══ Dataset rows ══

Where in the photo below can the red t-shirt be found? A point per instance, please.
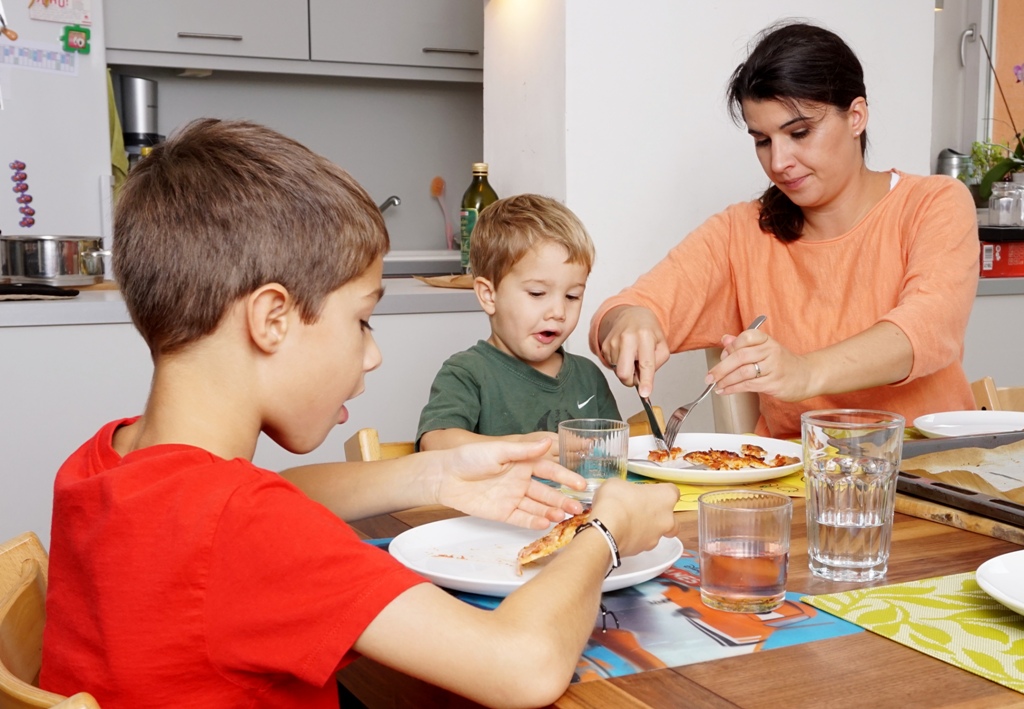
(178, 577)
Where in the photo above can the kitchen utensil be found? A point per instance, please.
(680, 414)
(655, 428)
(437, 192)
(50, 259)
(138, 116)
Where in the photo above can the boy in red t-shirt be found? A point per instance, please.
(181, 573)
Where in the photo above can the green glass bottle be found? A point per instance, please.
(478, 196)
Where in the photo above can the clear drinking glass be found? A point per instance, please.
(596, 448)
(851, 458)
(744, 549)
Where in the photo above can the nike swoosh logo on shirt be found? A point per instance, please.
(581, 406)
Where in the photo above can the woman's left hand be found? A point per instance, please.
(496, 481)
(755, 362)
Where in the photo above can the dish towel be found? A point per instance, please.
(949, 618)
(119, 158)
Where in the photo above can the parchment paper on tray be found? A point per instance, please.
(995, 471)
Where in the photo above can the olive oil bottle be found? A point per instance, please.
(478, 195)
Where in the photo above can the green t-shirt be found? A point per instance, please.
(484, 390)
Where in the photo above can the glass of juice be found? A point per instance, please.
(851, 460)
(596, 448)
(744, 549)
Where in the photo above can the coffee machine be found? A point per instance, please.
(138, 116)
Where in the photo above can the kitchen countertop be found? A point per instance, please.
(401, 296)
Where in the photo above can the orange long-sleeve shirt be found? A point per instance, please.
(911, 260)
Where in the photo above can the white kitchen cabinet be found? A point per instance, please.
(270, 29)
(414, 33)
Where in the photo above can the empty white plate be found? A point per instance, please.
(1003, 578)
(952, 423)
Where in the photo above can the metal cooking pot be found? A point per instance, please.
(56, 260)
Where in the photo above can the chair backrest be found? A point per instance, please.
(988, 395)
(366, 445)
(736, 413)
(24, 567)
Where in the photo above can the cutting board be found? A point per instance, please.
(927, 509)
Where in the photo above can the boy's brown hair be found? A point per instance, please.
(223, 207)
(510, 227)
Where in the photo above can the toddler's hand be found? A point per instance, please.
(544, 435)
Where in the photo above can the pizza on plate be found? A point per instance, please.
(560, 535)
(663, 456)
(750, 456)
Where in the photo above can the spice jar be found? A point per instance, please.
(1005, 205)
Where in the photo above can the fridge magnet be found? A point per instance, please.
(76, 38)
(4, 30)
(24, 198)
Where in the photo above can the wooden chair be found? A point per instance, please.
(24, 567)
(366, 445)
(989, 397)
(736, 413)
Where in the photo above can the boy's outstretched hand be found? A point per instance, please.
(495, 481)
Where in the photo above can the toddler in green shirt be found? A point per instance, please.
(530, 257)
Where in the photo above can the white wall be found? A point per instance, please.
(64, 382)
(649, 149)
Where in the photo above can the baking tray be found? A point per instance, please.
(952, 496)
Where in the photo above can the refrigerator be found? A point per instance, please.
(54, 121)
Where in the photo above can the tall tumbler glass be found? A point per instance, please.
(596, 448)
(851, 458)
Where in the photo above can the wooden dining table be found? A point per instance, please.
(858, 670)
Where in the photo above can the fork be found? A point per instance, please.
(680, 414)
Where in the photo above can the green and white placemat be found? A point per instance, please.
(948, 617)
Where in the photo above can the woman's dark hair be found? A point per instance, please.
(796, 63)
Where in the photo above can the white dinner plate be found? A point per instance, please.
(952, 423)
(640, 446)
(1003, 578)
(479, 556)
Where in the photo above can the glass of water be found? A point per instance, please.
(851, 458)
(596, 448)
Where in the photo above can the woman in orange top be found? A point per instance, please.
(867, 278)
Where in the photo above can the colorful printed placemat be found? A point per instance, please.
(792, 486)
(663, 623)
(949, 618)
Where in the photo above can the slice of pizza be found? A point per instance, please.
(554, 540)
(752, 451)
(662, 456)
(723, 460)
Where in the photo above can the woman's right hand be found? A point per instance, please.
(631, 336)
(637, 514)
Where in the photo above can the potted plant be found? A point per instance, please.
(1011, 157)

═══
══ Dataset rows ══

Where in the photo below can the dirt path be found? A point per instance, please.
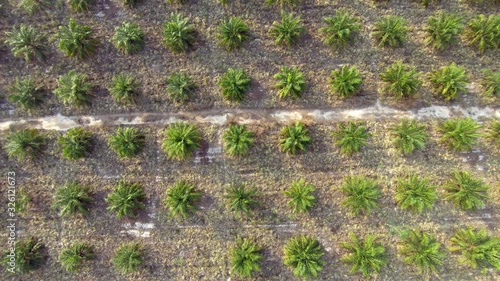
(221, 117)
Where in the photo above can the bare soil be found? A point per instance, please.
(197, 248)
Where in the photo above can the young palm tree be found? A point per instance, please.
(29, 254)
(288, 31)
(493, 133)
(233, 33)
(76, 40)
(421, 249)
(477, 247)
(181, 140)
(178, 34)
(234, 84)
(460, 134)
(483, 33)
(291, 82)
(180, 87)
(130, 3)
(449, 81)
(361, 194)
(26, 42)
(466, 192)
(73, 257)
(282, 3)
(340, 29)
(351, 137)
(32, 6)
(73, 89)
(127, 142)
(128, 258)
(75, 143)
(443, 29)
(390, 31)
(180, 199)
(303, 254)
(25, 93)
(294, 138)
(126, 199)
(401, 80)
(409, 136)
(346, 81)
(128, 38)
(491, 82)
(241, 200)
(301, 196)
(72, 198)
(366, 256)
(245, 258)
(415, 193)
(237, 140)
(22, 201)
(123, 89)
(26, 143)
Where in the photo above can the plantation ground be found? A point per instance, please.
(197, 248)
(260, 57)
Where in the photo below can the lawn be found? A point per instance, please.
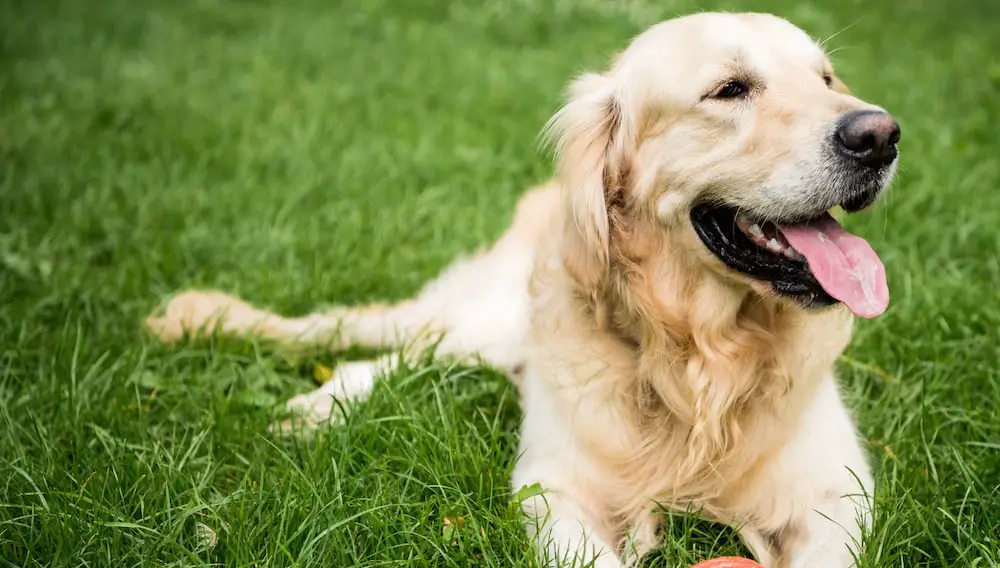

═══

Objective: Rename "potted plant" to "houseplant" in the records that begin at the line containing "Where in the photo above can the woman's right" and end after the line containing "(1011, 157)". Give those lines again with nothing else changed.

Finished exercise:
Where in the photo above can the woman's right hand be found? A point per instance, please.
(631, 336)
(637, 514)
Where in the photo above can the houseplant be found? A point per instance, please.
(1011, 157)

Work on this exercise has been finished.